++++ DATA SHOWN
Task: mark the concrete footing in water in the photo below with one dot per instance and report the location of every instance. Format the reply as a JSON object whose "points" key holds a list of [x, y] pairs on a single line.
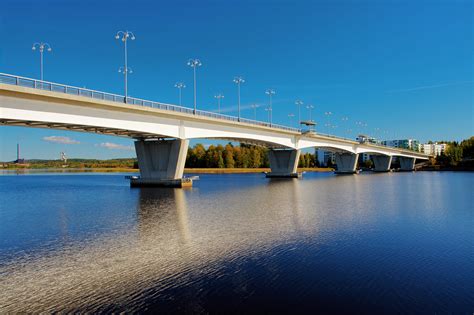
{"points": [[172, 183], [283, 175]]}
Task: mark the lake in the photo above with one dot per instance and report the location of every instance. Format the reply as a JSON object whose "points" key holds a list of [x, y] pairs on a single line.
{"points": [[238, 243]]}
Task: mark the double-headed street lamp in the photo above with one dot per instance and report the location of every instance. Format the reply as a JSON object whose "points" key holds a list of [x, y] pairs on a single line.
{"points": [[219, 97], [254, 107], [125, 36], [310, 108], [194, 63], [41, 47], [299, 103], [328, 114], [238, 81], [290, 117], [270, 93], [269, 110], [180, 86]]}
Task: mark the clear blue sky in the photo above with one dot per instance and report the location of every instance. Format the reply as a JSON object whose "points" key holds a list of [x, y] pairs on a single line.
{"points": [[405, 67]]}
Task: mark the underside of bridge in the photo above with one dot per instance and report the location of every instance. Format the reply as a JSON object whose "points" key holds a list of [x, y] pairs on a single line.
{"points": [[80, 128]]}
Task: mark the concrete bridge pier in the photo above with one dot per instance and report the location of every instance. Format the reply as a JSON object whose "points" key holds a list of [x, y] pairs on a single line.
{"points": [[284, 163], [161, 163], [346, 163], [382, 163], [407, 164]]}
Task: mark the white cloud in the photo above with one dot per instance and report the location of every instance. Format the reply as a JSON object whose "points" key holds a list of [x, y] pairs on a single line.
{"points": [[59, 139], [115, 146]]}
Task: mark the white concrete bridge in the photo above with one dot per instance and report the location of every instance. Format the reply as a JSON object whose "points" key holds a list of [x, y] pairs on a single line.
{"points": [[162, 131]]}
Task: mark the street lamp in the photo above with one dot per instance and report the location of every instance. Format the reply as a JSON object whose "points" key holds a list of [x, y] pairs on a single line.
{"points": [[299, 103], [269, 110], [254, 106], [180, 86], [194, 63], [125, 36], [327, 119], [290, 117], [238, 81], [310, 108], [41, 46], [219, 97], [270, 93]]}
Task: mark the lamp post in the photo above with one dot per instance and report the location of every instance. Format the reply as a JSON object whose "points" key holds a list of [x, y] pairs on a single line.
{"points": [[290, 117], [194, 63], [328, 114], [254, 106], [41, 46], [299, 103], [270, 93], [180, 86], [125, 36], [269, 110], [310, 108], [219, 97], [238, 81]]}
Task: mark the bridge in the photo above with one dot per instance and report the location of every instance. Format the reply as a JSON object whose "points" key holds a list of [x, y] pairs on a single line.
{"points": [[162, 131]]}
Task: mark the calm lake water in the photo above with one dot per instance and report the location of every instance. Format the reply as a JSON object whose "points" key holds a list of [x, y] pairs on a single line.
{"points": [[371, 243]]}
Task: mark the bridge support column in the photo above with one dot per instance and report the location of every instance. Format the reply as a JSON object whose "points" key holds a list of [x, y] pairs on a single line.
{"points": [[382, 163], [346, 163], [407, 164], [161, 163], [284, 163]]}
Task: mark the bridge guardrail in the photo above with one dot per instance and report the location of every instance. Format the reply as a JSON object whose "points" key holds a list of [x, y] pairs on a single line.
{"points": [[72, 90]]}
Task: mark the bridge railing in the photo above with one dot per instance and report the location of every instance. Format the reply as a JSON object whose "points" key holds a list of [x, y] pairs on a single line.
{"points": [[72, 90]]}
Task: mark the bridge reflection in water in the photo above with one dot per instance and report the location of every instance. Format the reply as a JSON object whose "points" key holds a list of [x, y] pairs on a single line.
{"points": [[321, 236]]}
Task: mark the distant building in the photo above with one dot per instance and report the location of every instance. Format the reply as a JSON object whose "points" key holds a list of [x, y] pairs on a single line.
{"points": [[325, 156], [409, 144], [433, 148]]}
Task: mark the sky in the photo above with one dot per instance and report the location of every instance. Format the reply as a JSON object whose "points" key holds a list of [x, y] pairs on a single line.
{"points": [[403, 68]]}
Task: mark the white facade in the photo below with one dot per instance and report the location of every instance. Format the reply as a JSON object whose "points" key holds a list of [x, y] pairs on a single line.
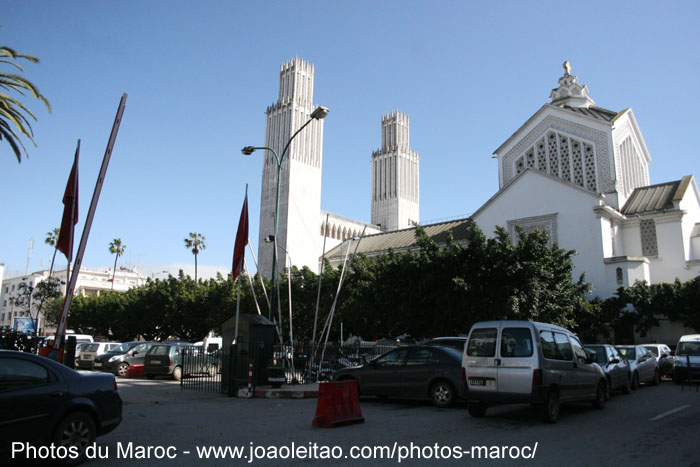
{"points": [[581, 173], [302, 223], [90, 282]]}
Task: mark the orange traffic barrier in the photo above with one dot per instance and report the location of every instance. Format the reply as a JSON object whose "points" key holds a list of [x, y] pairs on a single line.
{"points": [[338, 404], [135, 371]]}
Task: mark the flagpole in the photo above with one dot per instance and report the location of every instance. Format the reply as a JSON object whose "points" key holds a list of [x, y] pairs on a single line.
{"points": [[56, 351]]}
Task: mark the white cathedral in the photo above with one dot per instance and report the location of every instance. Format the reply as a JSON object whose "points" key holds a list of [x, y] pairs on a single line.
++++++++
— EXERCISE AIM —
Once the images are removed, print the remaining data exactly as it appears above.

— SOLVED PROBLEM —
Task: mark the concrete footing in water in the photo below with one dot per instance and report the location of every instance. Format the reply as a JSON object whose "points" key holds a list of [x, y] pairs on a single line.
{"points": [[172, 183], [283, 175]]}
Task: mark the lake in the photo above with one dot per instance and report the location of every instance. Format the reply as a JSON object whose "points" key holds a list of [x, y] pairs on a single line.
{"points": [[238, 243]]}
Task: mark the double-headed street lamp in the photo above with one dot per instance and report the location of every instance. Format the reply as a JSON object whose "points" key holds a list of [x, y] pairs on a single line.
{"points": [[219, 97], [254, 107], [125, 36], [310, 108], [194, 63], [41, 47], [299, 103], [328, 114], [238, 81], [290, 117], [270, 93], [269, 110], [180, 86]]}
Task: mark the clear blue sky in the photo above with one dot per instance and report the location of every instance. Format the reply as a JSON object whose "points" key holds a list of [x, y] pairs on a single line.
{"points": [[405, 67]]}
Task: mark the underside of bridge in the photo above with one dot per instance and report the location of every instance. Format the reply as a JSON object whose "points" key holds a list of [x, y] pairs on a single line.
{"points": [[80, 128]]}
Task: mark the concrete bridge pier in the photo above with one dot per instance and report the location of every instance. Format the reply as a JSON object whose "points" key holds a list of [x, y] pairs on a single line.
{"points": [[284, 163], [161, 163], [346, 163], [382, 163], [407, 164]]}
Task: mark the white cloud in the photo above with one dot per instance and report the location of every instance. Format the reply as a JSON object whose "points" key holds a list of [x, y] pairs on a single line.
{"points": [[59, 139], [115, 146]]}
Task: mark the white concrete bridge in the photo above with one dot per instance and report the location of every instance. Format the reply as a JSON object whose "points" key holds a list of [x, y] pairs on a single line.
{"points": [[162, 131]]}
Task: mark the street lamp in the photo above with one dot per instance and report the location of every instance. Format the reply as a JSON object whose "points" key holds a list of [x, y] pairs on a single line.
{"points": [[299, 103], [269, 110], [254, 106], [180, 86], [194, 63], [125, 36], [327, 119], [290, 117], [238, 81], [310, 108], [41, 46], [219, 97], [270, 93]]}
Task: mark the lamp post in the photo above with one dot per instance and report the location of every instance. Format the reply as a JSON object whose "points" key holds a list of [x, y] pairs on a single line.
{"points": [[290, 117], [194, 63], [328, 114], [254, 106], [41, 46], [299, 103], [270, 93], [180, 86], [125, 36], [269, 110], [310, 108], [219, 97], [238, 81]]}
Task: mark the bridge in the photo above with one dot per instance and report the location of every instance. Format the reply as a JSON object whose "points" key holds a list of [x, y] pairs on a single line.
{"points": [[162, 131]]}
Task: mark the calm lake water in the photo above with one dot per instance and report the location of every instance. Format the reply as a JSON object whose "points" key holds a list of [x, y] pairs on a single line.
{"points": [[371, 243]]}
Task: mark the bridge support column in the photo above with one dot per instance and report the location of every instance. Format the reply as a JSON object whose "points" key holds a list of [x, y] pairs on a single line.
{"points": [[382, 163], [346, 163], [407, 164], [161, 163], [284, 163]]}
Task: mark the bridge guardrail in the photo above with one dot per instance and report the location of every instance. Format the reply as a JSON object whose "points" key holds a list of [x, y] pairs on a single line.
{"points": [[72, 90]]}
Task: mark the bridge railing in the photo above with one dot per instance and report the location of every instance. Format the reply as a JSON object whose "points" key holds a list of [x, y] pairs on a single line.
{"points": [[72, 90]]}
Task: mark the bridge reflection in water in the photo above with one dot per instance and report the location of every instance. Format the reply as a JSON object whose "points" key holds a list of [x, y] pairs on a single line.
{"points": [[321, 236]]}
Task: mark the distant building in the photo above with one dot per instance and report the location of every instance. Format the reply as a JSON object whose "points" key holds a list of [x, y] pairs on a single line.
{"points": [[325, 156], [409, 144], [433, 148]]}
Task: mark the sky in the photo above with one dot per instance and report the location of every instance. Format the reply as a JSON object whose "points" key holds a list of [x, y] pairs on a single line.
{"points": [[403, 68]]}
Task: mark the white facade in the photo below with one dot per instance and report the location of every instance. Format the reply as a JSON object whose "points" key holds a list of [x, y] pairs on a single line.
{"points": [[581, 173], [302, 223], [90, 282]]}
Task: mark the orange traffic barrier in the photo above with one dot per instance and report the location of every instance. Format the reply as a JSON object whose "points" key holds a list of [x, y] pairs on a single line.
{"points": [[338, 404], [135, 371]]}
Task: mark the flagpole in the photo above with one dot per instance and report the location of every instance. Format the reply as a JSON object whose "points" key holds a list of [x, y] pairs on a single line.
{"points": [[56, 351]]}
Task: mark the white cathedral in the photo above with one dot per instance and report the location of every instance. Format the reply as a JSON object whose "points" key holds a list of [x, y] pairs on a single line.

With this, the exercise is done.